Me gusta elegir las fotografías que la ilustran porque todavía creo que es una buena foto la puerta de entrada a la lectura del texto. Las elijo con la intención de llamar la atención. Sigo titulando como si la columna fuese para un diario de papel, como si el clickbait (escribir un titular llamativo para provocar que el lector pinche en el artículo) no existiese. Para no hacerme daño no busco en qué posición la han colocado al día siguiente. Los columnistas de papel siempre saben donde acabará su columna antes de ir a la papelera; los columnistas digitales dependemos del SEO y del algoritmo de Google, al que le importa poco o nada nuestro ego porque para el algoritmo la palabra ego es un código, nada más.
No olvidaré nunca el mensaje de Miguel Ángel Mellado, maestro del oficio —que fue subdirector mío en el viejo diario El Independiente de papel— el día que me escribió: «En este momento, tu artículo sobre Pau Donés es de los más leídos». Acababa de fallecer y yo publiqué una columna titulada: “Hola, soy Pau Donés, llamo para despedirme”. Algo de clickbait había en ese titular, pero la frase era literal, Dones había llamado a la redacción para despedirse de un amigo.

La columna se salta a la torera —atentos al regreso de Alejandro Talavante el 13 de mayo en San Isidro tras cuatro años sin torear en España, no pienso faltar— las cinco preguntas del periodismo. El «¿Qué?», porque el columnista se pega un homenaje de vanidad sin importarle si los lectores les interesa lo que cuenta o no. El «¿Quiénes?», porque el columnista cita con escopeta recortada a quién le sale del moño y los pone en negrita sin que estos puedan decidir si salen o no. No es la primera vez que en una cena algún comensal dice, entre tinto y blanco, «Cuidado con Andrés que lo que le cuentes lo cuenta». No es cierto, no cuento todo lo que escucho porque no sería honesto, pero es verdad que el columnista no está nunca en reposo cualquier cosa que vea y oiga le dejara poso.

El columnista es vanidoso, quiere ser escuchado y maneja la primera persona como el tema recurrente de su columnismo.

— Datos del ejercicio —
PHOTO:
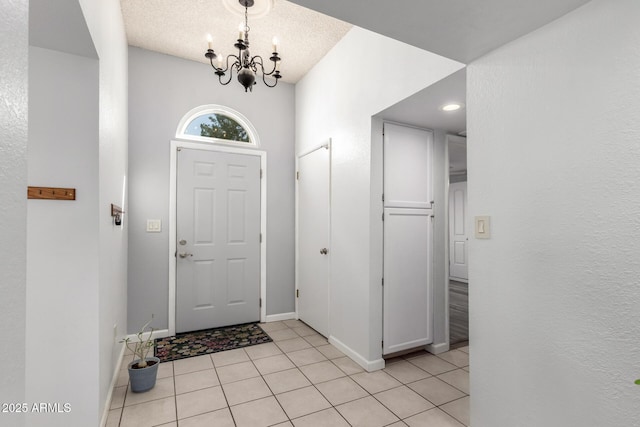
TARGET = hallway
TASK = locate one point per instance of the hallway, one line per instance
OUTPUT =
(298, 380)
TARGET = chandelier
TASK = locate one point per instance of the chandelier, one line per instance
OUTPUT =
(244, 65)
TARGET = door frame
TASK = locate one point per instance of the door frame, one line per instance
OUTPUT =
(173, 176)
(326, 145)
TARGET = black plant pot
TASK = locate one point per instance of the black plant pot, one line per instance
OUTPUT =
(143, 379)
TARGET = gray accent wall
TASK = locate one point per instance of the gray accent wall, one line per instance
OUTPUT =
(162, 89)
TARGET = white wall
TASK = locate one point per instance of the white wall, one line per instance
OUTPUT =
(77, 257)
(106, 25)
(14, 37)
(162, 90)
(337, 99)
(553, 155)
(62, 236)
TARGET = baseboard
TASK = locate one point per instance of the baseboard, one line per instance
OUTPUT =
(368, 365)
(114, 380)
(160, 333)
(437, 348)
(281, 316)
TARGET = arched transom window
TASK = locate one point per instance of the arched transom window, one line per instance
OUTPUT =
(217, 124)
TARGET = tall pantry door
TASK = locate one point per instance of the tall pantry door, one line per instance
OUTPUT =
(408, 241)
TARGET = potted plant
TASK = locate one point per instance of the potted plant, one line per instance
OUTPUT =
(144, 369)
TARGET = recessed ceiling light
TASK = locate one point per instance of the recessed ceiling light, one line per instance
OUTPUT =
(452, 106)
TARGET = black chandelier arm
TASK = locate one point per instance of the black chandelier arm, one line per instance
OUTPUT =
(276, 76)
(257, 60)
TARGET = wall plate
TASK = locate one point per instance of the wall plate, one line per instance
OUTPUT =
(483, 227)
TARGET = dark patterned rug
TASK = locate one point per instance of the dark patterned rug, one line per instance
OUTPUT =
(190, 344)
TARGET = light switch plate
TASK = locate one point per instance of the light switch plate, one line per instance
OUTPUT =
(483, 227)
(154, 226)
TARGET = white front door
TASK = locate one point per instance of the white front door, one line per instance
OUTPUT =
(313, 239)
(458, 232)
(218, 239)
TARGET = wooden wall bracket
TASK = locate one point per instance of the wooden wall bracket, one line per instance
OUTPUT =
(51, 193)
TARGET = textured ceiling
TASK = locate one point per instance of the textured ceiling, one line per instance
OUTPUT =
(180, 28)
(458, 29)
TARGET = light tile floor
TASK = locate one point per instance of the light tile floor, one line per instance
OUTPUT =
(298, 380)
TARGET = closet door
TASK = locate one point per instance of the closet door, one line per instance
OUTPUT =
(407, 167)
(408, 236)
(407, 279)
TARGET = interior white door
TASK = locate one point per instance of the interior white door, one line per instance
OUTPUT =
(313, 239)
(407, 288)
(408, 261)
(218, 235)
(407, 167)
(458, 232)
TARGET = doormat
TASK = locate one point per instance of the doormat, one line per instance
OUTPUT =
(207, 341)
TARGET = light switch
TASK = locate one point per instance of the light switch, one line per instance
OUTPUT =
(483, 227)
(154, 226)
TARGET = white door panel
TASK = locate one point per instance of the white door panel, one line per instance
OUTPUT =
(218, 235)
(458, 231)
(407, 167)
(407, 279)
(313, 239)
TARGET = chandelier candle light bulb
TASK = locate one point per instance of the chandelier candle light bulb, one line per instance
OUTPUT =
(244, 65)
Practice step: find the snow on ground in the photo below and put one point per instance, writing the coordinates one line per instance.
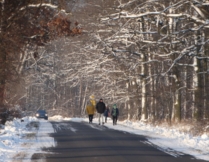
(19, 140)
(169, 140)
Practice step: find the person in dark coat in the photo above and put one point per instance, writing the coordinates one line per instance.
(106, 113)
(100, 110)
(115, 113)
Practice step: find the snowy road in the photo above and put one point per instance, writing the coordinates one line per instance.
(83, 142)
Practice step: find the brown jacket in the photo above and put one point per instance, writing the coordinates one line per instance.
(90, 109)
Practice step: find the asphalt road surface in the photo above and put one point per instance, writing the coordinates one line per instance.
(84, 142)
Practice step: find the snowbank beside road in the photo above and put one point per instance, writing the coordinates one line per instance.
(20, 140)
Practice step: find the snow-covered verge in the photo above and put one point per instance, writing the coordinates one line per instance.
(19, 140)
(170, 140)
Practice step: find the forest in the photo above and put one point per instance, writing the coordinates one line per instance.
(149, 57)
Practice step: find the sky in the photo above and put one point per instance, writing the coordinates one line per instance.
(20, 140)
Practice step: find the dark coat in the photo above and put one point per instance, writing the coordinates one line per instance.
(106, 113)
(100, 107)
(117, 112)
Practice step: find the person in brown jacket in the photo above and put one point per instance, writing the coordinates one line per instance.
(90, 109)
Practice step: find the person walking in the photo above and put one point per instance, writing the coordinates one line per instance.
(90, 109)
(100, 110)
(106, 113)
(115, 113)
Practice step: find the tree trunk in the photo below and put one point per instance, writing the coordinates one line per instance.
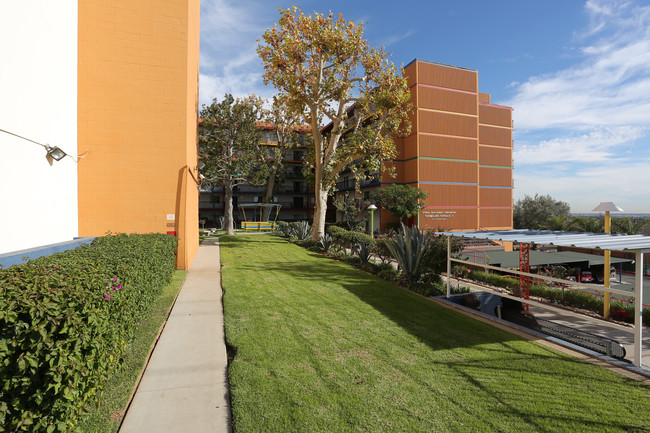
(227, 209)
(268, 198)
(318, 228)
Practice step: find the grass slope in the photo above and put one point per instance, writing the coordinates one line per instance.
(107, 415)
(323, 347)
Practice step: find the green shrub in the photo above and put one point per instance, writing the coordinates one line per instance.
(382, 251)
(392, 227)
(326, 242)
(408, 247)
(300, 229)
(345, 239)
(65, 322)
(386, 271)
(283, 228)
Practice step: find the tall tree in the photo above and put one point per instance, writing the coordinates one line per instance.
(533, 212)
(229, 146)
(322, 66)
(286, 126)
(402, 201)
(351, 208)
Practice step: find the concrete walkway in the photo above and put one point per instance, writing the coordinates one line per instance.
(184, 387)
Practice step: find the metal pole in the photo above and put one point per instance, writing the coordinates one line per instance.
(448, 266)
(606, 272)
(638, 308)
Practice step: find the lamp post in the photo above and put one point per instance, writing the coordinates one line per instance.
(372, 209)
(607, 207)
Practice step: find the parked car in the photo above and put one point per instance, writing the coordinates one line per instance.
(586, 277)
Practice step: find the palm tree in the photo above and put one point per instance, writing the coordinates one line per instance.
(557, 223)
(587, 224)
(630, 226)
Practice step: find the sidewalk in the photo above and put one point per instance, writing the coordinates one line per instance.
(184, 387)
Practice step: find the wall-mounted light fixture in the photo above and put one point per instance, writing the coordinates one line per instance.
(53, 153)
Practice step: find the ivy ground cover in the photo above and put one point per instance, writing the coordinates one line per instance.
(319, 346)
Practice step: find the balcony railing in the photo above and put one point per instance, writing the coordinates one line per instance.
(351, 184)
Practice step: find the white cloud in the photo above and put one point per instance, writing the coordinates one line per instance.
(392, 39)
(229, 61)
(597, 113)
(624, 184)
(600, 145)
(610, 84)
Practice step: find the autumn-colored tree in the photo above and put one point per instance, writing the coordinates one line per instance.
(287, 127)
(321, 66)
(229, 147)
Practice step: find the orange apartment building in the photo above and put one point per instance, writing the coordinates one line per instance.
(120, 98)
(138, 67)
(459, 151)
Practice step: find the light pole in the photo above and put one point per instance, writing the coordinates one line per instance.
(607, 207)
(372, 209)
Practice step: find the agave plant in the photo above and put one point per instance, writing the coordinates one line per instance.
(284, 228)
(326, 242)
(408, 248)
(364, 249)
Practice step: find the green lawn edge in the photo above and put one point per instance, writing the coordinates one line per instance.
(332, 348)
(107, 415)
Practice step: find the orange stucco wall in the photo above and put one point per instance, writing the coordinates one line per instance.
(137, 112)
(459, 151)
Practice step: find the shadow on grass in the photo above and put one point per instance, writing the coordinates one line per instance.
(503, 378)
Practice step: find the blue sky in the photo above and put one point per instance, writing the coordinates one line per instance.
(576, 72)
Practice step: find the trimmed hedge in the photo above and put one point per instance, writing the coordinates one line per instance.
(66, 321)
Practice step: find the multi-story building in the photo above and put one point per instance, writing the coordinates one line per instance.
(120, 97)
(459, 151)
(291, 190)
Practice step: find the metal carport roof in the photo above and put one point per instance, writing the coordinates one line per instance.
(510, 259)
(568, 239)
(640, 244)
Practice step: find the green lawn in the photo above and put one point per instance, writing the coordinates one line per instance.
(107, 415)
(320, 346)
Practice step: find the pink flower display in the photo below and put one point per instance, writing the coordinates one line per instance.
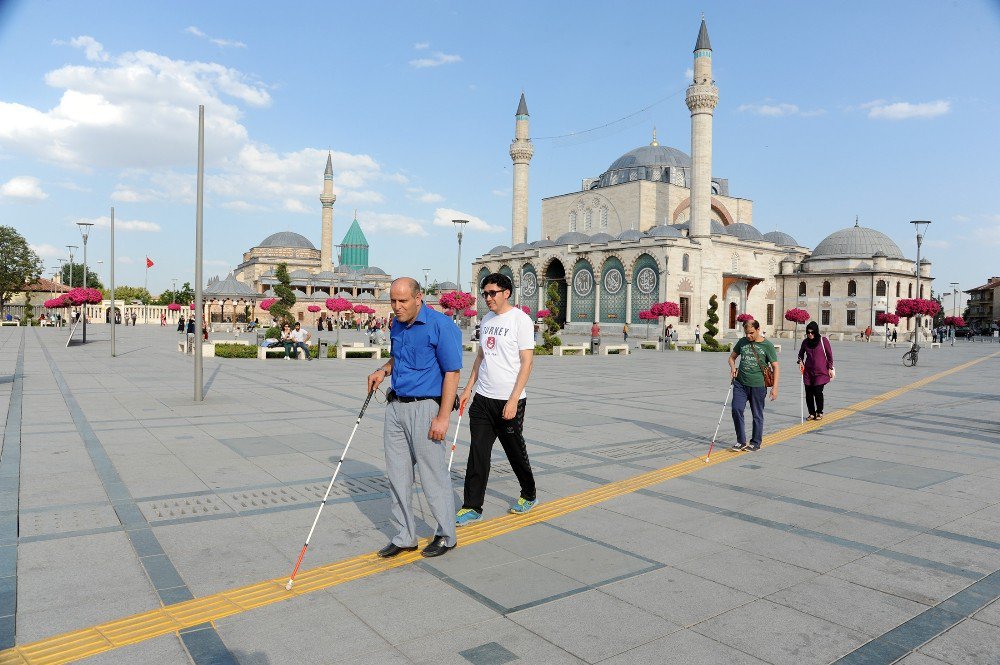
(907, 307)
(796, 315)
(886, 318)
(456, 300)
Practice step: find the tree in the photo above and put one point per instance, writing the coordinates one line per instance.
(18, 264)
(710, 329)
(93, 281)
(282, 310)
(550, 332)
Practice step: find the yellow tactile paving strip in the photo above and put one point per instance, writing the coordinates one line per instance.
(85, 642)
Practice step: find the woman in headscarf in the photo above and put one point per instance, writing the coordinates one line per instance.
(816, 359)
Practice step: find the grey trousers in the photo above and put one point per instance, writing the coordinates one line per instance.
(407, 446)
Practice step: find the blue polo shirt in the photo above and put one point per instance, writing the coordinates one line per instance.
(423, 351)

--

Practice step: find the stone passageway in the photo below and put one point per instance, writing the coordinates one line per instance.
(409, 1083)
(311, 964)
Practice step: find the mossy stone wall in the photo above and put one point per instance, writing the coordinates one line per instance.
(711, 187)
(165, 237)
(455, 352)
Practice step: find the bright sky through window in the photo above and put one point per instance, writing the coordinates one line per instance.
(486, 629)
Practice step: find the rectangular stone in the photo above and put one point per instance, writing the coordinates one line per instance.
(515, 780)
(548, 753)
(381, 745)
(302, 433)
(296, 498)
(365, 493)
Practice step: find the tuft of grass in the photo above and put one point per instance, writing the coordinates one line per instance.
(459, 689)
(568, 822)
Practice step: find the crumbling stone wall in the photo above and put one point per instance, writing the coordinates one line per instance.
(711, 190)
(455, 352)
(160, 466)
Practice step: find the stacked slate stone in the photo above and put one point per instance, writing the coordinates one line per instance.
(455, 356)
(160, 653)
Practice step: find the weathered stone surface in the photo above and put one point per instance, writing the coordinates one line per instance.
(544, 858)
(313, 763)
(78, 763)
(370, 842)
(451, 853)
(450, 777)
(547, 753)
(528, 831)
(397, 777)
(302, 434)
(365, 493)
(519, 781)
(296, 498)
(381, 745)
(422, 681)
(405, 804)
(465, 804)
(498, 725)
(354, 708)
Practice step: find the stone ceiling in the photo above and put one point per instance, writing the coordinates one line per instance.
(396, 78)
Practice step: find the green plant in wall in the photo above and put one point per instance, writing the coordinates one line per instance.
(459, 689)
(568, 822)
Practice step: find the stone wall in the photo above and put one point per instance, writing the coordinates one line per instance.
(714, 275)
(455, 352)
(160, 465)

--

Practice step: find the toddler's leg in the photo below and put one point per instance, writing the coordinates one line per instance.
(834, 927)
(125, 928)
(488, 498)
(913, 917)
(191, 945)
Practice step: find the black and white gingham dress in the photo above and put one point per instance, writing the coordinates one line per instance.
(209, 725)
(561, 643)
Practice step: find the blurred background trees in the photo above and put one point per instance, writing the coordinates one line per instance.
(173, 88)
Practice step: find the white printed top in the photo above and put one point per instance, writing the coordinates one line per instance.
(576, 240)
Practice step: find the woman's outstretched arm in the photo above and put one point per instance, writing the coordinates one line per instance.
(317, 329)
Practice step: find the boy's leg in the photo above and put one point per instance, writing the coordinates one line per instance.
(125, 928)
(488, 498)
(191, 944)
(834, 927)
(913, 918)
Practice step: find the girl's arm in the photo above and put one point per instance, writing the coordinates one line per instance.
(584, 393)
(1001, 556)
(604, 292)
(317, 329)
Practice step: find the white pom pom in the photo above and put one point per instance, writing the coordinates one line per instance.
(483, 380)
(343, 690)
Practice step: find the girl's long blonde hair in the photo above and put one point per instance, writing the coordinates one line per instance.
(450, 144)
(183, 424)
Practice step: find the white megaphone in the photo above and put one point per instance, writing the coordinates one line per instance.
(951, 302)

— Tareas y ejercicios —
[1] Según el fragmento de lectura, ¿por qué la columna se salta el «¿Qué?» de las cinco preguntas del periodismo? Explícalo en una a tres oraciones.
[2] Indica si cada afirmación concuerda con el fragmento de lectura y justifica tu respuesta con una cita literal del texto: (a) El autor comprueba al día siguiente en qué posición han colocado su columna. (b) Miguel Ángel Mellado fue subdirector del autor en El Independiente. (c) Pau Donés había llamado a la redacción para despedirse de un amigo.
[3] Transcribe del fragmento de lectura el pasaje que va desde «La columna se» hasta «le dejara poso.».
Responde basándote únicamente en el fragmento de lectura, sin recurrir a las entradas.

— Respuestas en orden —
[1] Porque el columnista se pega un homenaje de vanidad sin importarle si a los lectores les interesa lo que cuenta o no.

[2]
(a) No: «Para no hacerme daño no busco en qué posición la han colocado al día siguiente».
(b) Sí: «que fue subdirector mío en el viejo diario El Independiente de papel».
(c) Sí: «Dones había llamado a la redacción para despedirse de un amigo».

[3]
La columna se salta a la torera —atentos al regreso de Alejandro Talavante el 13 de mayo en San Isidro tras cuatro años sin torear en España, no pienso faltar— las cinco preguntas del periodismo. El «¿Qué?», porque el columnista se pega un homenaje de vanidad sin importarle si los lectores les interesa lo que cuenta o no. El «¿Quiénes?», porque el columnista cita con escopeta recortada a quién le sale del moño y los pone en negrita sin que estos puedan decidir si salen o no. No es la primera vez que en una cena algún comensal dice, entre tinto y blanco, «Cuidado con Andrés que lo que le cuentes lo cuenta». No es cierto, no cuento todo lo que escucho porque no sería honesto, pero es verdad que el columnista no está nunca en reposo cualquier cosa que vea y oiga le dejara poso.